***** RECORDS SUPPLIED *****
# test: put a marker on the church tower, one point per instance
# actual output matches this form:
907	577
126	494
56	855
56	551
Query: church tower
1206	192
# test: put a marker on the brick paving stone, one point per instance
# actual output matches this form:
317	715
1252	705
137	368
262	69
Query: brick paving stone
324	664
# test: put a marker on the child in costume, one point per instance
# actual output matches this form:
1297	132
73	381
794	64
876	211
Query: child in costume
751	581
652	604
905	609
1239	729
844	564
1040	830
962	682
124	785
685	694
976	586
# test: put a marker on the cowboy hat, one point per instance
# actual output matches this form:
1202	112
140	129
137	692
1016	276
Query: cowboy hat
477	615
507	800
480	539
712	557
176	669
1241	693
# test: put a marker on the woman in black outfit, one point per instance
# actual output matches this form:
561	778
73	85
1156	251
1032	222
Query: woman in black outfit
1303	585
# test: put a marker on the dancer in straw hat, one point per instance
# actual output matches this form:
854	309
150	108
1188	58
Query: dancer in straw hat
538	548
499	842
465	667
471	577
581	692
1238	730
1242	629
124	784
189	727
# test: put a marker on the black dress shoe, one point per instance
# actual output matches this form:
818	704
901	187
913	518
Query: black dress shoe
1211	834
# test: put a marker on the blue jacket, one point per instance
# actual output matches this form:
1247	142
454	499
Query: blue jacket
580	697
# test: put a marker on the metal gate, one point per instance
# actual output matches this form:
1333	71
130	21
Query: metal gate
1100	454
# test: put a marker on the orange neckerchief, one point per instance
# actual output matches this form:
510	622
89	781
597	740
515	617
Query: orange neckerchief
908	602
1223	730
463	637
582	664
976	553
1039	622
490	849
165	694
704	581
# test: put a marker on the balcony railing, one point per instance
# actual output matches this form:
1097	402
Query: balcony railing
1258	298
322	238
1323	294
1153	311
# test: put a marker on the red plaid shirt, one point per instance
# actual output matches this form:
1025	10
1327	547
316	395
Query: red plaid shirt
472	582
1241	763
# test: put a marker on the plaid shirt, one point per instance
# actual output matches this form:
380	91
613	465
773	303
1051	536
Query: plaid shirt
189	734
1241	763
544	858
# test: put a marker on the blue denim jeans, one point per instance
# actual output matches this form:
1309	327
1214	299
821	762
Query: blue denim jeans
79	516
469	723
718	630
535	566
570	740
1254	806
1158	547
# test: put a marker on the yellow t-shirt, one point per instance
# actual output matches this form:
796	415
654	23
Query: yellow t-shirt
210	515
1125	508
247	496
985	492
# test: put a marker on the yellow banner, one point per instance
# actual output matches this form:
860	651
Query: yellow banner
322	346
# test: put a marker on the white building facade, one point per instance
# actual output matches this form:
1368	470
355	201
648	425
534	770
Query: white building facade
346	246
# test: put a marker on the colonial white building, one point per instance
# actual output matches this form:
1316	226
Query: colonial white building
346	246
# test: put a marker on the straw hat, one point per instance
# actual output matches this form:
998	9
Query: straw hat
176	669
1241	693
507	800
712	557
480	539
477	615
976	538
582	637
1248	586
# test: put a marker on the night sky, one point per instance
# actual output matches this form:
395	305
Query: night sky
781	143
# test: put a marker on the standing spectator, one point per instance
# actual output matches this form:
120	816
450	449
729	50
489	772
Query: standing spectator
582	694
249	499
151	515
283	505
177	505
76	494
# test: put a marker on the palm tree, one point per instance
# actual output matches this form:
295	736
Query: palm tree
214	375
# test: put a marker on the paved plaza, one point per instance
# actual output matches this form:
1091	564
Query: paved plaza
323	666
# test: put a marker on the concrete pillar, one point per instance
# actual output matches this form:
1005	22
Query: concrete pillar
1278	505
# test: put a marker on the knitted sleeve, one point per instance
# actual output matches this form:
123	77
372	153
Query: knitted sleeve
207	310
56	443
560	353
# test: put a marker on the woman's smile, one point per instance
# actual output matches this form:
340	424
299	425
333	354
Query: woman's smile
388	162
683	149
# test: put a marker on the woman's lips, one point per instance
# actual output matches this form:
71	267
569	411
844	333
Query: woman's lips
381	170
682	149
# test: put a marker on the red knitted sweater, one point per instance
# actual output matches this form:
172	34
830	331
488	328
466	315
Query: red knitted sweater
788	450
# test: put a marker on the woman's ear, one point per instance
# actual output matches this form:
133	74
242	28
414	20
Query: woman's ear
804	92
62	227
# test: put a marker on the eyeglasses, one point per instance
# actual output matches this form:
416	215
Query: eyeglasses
*****
EXERCISE DESCRIPTION.
Rewrite all of the lines above with every "put a marker on" changed to "place a dot on", keeping everything else the same.

SOLUTION TO THIS TASK.
# test: place a dot on the church tower, one point per instance
# actual output matches this form:
907	577
126	494
56	855
56	551
Query: church tower
1206	192
# test: place a dot on the brick paving stone, one point per instance
# actual output matches this form:
317	715
1252	705
137	368
262	69
Query: brick paving stone
324	664
# test: place a dot on the child in costume, one point per instance
# actual output matches this form:
1297	132
73	381
794	64
876	211
Query: child in costume
751	581
652	604
905	609
1239	729
844	564
1040	830
962	682
124	785
685	694
976	586
# test: place a dot on the cowboy hat, one point per instance
# actual output matches this form:
1202	112
140	129
137	692
1016	276
Query: cowboy hat
477	615
507	800
480	539
712	557
176	669
1241	693
# test: place a dot on the woman in black outfit, one point per instance
# actual output matches this form:
561	778
73	85
1156	251
1032	222
Query: woman in black outfit
1303	585
# test: place a dot on the dancer in straw hat, one point per instance
# actual output matches this form:
854	309
150	108
1188	58
Query: dancer in straw hat
538	548
499	842
465	667
471	577
581	692
1238	730
1242	629
124	784
189	727
# test: place a dot on the black dress shoe, one point per instance
# actual output matches this form:
818	704
901	187
913	518
Query: black dress shoe
1211	834
# test: place a dot on the blue jacket, one point per instance
# actual output matches this form:
1247	142
454	499
Query: blue jacket
580	697
# test: place a dot on the metal gate, one point per instance
# actual output matches this form:
1333	71
130	21
Query: metal gate
1100	454
# test: place a dot on the orange neckerchief, one point per instance
# actual output matches this form:
510	622
89	781
597	740
515	617
Query: orange neckerchief
908	602
1223	730
463	637
582	664
976	553
1039	622
490	849
165	694
704	581
# test: place a dot on the balcony railing, one point per instance
# actual output matches this form:
1097	402
Query: balcony railing
1258	298
322	238
1323	294
1153	311
# test: place a dot on the red plaid shirt, one point per instance
# actual output matches this form:
1025	10
1327	547
316	395
Query: red plaid shirt
472	582
1241	763
# test: place a dot on the plaid shirt, one point per instance
# actual output matches this form:
380	91
613	465
773	303
1051	536
Query: plaid shirt
189	734
1241	763
544	858
# test: place a dot on the blue denim jeans, one point per instance
# actual output matches this form:
1309	327
1214	299
821	762
Query: blue denim jeans
79	516
469	723
718	630
535	566
570	740
1254	806
1158	547
# test: place a dot on the yellow t-shirt, one point per instance
# actual output matches this form:
796	415
654	23
Query: yellow t-shirt
210	515
1125	508
247	496
985	492
# test: place a dot on the yellow banner, one point per instance
# actual output matches this form:
860	651
Query: yellow banner
322	346
# test: place a dot on the white building facade, one point per instance
# actual output matches this form:
1368	470
355	201
648	425
534	770
Query: white building facade
346	246
# test: place a dot on the colonial white building, one point per instance
# actual output matches this form:
1316	226
Query: colonial white building
346	246
# test: place a dot on the straw hat, one point per instance
# actual output matches this form:
998	9
Query: straw hat
176	669
1241	693
507	800
712	557
480	539
477	615
976	538
582	637
1248	586
# test: place a dot on the night sky, one point per instance
# actual output matches this form:
395	305
Query: night sky
781	143
# test: place a dot on the standing spectator, one point per instance
# actual output matches this form:
120	816
450	449
729	50
489	772
Query: standing spectator
582	694
249	499
151	515
283	505
177	505
76	494
# test: place a dot on the palm tree, one point per instance
# actual output matches this form:
295	736
Query: palm tree
214	375
# test: place a dot on the paved plaza, one point per instance
# actual output matches this form:
1091	564
Query: paved plaza
323	666
# test: place a dot on the concrete pillar, one point per instance
# actual output matches this form:
1005	22
Query: concrete pillar
1278	505
# test: place a dot on the knitted sleeve, one point per instance
# actual output matches this form:
123	77
372	153
Query: knitted sleeve
207	310
56	443
560	353
# test: place a dot on the woman's smile, one point per instance
# actual output matches this form:
340	424
299	425
333	354
Query: woman's smile
388	162
683	149
# test: place a dot on the woman's lips, one point per instance
# actual output matches this form:
71	267
569	411
844	333
Query: woman's lips
381	170
682	149
# test: place a dot on the red knitted sweater, one point per instance
# actual output matches this form:
172	34
830	331
488	328
466	315
Query: red knitted sweater
788	450
# test: place a dot on the woman's ear, one point per instance
# actual output matches this form:
133	74
242	28
414	20
Query: woman's ear
804	92
62	227
# test: place a dot on the eyeglasses, one point per instance
# actual output matches this form:
416	215
Query: eyeglasses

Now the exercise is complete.